- Task requirements
How many lines in the items below contain the string "barrel"? Matching is case-sensitive; reply with the number alone.

- Record set
►

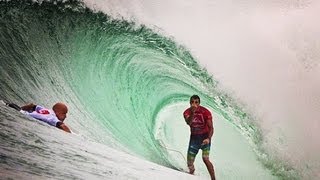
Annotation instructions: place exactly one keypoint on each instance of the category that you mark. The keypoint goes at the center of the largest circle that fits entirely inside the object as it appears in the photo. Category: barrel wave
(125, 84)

◄
►

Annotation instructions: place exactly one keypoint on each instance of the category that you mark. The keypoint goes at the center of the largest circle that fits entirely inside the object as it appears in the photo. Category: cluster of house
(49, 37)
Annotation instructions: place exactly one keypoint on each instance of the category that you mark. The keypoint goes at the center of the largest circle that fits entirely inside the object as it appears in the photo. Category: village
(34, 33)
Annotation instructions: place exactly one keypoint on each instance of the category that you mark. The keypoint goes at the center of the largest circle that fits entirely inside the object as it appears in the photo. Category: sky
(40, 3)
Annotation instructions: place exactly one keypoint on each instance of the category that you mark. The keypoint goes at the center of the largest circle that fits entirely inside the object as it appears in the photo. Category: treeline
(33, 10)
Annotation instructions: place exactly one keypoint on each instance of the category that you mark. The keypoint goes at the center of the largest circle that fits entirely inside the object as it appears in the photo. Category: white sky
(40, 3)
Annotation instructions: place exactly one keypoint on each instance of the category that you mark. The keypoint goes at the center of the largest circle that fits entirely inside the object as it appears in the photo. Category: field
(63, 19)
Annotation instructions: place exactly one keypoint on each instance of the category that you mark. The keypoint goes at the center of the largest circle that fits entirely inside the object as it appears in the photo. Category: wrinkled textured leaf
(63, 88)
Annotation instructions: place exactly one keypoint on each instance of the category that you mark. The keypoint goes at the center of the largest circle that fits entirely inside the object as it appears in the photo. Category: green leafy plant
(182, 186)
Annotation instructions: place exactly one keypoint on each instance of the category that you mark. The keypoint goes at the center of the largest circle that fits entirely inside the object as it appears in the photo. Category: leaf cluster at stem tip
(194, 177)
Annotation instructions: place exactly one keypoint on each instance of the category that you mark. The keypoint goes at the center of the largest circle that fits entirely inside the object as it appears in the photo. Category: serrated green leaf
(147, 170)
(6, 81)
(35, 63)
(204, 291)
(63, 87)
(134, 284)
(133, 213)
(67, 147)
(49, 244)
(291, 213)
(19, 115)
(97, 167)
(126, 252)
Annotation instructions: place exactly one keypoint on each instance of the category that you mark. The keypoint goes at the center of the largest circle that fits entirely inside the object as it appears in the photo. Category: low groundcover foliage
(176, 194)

◄

- Reply
1